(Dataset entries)
------------------------------------------------------------

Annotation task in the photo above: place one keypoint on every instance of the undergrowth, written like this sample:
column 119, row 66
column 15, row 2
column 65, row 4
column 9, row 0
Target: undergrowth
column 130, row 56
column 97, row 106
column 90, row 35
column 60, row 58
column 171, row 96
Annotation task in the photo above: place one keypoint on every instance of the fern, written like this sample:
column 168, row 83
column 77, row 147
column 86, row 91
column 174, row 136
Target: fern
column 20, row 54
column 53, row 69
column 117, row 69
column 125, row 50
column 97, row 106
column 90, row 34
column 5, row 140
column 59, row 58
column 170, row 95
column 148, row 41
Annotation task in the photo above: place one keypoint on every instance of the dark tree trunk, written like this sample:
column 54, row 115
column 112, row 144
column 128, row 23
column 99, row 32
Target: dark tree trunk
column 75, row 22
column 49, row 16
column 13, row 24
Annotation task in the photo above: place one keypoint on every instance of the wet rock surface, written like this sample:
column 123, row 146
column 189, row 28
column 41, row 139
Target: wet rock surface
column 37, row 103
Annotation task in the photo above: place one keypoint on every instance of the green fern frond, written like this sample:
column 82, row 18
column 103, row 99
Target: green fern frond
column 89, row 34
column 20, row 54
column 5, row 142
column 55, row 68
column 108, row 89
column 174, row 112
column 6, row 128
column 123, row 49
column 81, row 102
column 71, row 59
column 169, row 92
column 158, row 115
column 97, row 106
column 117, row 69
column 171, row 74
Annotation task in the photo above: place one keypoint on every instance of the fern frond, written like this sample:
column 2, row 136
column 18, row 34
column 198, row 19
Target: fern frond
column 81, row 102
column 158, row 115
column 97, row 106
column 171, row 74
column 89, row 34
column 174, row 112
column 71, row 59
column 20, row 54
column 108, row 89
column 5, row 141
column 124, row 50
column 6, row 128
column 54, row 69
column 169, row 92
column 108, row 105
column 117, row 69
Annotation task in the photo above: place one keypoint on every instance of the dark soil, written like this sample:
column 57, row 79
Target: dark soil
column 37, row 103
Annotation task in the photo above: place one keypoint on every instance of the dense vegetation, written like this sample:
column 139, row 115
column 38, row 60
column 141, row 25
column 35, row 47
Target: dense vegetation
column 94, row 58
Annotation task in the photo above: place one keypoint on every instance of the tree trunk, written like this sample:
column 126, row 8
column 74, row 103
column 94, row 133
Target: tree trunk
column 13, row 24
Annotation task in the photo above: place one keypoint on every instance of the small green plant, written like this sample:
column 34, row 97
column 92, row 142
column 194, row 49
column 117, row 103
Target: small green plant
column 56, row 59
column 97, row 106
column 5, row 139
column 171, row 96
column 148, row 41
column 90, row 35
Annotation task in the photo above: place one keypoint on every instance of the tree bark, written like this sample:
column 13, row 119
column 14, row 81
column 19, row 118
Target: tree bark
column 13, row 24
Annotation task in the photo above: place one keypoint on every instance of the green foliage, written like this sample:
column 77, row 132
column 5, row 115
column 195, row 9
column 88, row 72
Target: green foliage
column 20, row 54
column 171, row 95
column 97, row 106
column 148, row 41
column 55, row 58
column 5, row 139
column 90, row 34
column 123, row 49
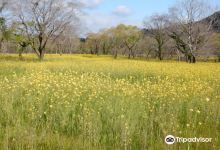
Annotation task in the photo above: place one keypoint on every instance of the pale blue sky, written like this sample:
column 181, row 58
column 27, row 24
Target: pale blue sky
column 106, row 13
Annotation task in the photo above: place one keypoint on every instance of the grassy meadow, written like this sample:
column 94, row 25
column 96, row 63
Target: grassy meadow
column 89, row 102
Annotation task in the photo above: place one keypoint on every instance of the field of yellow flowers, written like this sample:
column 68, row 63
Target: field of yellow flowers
column 89, row 102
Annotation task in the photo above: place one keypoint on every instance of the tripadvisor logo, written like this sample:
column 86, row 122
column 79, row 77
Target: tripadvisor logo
column 170, row 139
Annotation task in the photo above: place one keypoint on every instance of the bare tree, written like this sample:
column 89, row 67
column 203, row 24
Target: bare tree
column 156, row 27
column 44, row 20
column 3, row 3
column 189, row 32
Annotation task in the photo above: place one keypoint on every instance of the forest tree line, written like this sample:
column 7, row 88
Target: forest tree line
column 53, row 26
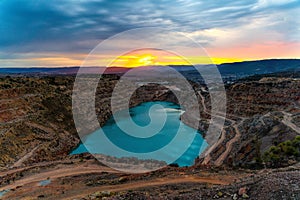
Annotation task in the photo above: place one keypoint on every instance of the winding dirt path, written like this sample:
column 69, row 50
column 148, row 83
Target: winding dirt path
column 151, row 183
column 57, row 173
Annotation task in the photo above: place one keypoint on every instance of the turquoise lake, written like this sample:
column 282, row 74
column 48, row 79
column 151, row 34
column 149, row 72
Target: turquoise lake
column 183, row 143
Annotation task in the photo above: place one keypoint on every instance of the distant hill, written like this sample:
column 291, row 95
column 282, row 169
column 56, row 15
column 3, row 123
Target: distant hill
column 237, row 70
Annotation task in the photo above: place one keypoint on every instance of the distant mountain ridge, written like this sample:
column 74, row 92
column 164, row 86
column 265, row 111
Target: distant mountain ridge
column 237, row 69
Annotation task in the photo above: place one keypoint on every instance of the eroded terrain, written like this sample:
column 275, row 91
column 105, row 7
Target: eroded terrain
column 37, row 134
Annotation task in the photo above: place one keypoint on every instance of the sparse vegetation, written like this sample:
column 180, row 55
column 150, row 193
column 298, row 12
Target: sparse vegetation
column 281, row 154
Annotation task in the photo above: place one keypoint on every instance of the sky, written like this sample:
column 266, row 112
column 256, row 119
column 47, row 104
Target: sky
column 40, row 33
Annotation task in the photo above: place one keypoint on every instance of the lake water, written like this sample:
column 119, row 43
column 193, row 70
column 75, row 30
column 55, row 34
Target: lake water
column 174, row 143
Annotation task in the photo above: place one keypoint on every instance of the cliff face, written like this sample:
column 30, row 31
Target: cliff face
column 36, row 122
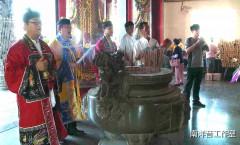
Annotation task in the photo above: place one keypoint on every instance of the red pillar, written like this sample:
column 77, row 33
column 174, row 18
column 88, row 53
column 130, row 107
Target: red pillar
column 157, row 20
column 61, row 8
column 129, row 10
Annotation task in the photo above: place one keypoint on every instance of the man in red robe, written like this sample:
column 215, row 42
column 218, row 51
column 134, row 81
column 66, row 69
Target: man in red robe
column 105, row 43
column 30, row 73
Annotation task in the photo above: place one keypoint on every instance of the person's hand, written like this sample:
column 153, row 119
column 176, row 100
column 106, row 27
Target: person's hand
column 42, row 64
column 139, row 56
column 198, row 41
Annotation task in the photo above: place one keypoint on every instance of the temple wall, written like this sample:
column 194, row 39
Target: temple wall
column 177, row 22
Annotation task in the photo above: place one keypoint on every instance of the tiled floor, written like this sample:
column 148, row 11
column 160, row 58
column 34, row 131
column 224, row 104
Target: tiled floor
column 222, row 114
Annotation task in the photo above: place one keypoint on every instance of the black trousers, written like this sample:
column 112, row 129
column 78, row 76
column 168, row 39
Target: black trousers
column 194, row 78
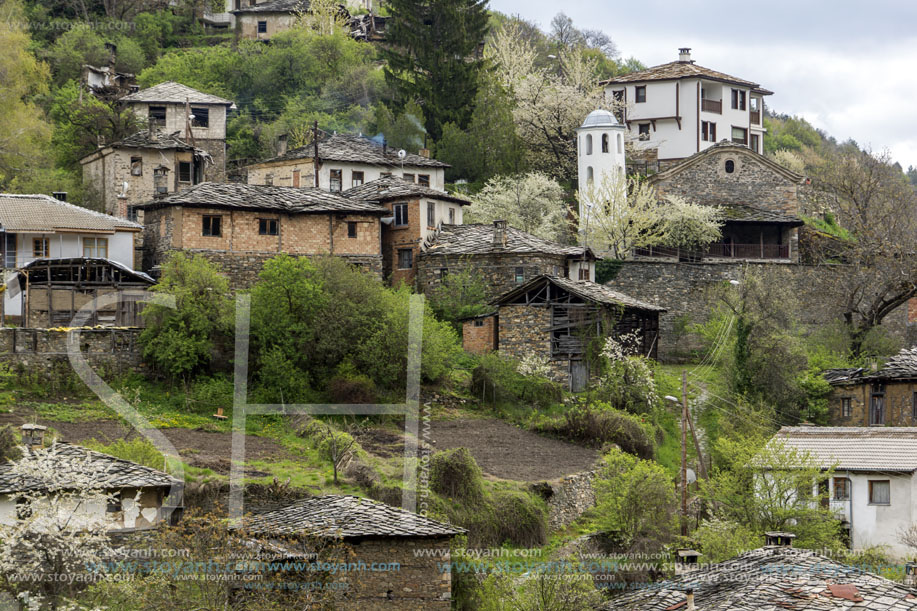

------------------------------------------------------------

- EXERCISE PROMPT -
Please output exactly the lines between the one holding "column 86, row 91" and the one holding "column 198, row 19" in the records above, inclusive, and nothing more.

- EXERCISE RESPONSE -
column 86, row 91
column 174, row 136
Target: fern
column 20, row 54
column 53, row 69
column 117, row 69
column 125, row 50
column 97, row 106
column 90, row 34
column 5, row 140
column 59, row 58
column 170, row 95
column 148, row 41
Annotation task in the photo above: place one keypoint on every instance of the dark tree trunk, written like this sample:
column 54, row 115
column 112, row 144
column 128, row 23
column 99, row 32
Target: dark tree trunk
column 75, row 22
column 49, row 16
column 13, row 24
Annotation task in the photo above: place one keypoint on every instance of the wet rock surface, written like this sample:
column 123, row 146
column 189, row 28
column 41, row 139
Target: wet rock surface
column 37, row 103
Annotation task in the photo above: place one keypoint on every instance of the green fern frond, written like this sample:
column 82, row 18
column 103, row 99
Target: green fern frond
column 89, row 34
column 20, row 54
column 5, row 142
column 55, row 68
column 108, row 89
column 174, row 112
column 6, row 128
column 123, row 49
column 81, row 102
column 71, row 59
column 169, row 92
column 158, row 115
column 97, row 106
column 117, row 69
column 171, row 74
Annotation task in the photo above: place one keypoint on every instance of the fern frond, written like this sample:
column 2, row 136
column 18, row 34
column 198, row 19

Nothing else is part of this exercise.